Records from a collection:
......

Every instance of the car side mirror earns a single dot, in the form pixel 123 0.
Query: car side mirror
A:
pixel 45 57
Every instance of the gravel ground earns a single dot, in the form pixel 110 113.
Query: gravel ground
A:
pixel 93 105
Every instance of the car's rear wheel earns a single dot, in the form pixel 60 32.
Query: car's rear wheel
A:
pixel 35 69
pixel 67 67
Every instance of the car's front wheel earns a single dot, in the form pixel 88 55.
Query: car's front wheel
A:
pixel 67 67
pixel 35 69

......

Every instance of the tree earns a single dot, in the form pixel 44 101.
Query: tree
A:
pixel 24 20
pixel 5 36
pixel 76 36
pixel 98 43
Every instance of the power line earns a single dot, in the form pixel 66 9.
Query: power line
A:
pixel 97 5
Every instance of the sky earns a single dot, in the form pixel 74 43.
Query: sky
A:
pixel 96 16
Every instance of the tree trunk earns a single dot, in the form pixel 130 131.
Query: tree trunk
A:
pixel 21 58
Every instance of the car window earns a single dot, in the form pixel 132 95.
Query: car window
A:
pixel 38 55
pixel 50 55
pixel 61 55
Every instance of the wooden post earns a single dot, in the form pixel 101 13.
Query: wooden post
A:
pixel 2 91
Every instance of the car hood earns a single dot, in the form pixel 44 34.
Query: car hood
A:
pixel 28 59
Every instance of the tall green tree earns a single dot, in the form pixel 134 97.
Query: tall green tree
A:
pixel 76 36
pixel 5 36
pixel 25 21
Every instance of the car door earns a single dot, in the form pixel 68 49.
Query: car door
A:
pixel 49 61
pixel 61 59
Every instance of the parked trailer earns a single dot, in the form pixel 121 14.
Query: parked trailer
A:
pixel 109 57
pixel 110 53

......

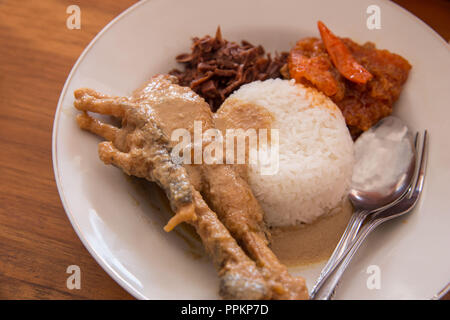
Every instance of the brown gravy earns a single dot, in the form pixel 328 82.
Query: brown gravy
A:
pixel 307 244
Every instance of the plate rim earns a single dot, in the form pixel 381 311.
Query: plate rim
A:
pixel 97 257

......

Within the records above, work out on how many lines the string "brown" appears, and give only that number.

**Output for this exercise**
2